■ DATA IN THIS EXERCISE:
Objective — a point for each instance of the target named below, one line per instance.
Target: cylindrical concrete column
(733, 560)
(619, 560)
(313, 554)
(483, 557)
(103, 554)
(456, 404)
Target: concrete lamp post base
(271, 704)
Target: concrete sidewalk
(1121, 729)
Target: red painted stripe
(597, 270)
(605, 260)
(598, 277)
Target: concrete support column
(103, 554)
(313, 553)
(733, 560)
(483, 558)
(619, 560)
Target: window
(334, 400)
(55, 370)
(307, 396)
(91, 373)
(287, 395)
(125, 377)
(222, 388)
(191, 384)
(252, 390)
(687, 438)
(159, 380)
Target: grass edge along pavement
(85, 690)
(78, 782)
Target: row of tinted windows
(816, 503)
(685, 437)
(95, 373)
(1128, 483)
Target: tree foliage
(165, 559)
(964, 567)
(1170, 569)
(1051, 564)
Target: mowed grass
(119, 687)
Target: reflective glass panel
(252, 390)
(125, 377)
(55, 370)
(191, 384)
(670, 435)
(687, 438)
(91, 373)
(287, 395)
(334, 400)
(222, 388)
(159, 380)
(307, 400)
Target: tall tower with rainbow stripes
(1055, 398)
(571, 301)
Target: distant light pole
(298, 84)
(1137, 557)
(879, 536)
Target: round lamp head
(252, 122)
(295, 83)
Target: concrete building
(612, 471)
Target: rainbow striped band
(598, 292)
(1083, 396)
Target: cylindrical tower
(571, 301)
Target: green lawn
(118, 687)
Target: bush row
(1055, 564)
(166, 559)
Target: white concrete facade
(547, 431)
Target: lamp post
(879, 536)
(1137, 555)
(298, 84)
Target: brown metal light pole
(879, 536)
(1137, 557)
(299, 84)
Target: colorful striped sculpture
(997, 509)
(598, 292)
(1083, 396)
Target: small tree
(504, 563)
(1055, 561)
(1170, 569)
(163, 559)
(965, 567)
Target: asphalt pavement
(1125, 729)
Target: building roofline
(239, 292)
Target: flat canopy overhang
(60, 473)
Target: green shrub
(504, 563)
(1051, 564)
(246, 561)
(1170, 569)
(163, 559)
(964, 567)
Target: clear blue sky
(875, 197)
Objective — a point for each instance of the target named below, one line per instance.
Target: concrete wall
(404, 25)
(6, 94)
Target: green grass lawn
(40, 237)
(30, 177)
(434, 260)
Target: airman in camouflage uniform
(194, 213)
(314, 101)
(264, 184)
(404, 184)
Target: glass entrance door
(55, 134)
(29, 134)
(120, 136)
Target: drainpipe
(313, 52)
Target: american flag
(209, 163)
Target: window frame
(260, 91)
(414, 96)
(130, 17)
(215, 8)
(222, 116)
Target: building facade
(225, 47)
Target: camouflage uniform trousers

■ WHAT TO DO: Add -34 to each point coordinate in the lines starting with the line containing "Target: building facade" and going on through the end of the records, and give all of those lines again.

■ TASK SOLUTION:
Target: building facade
(191, 13)
Target: camouflage uniform trousers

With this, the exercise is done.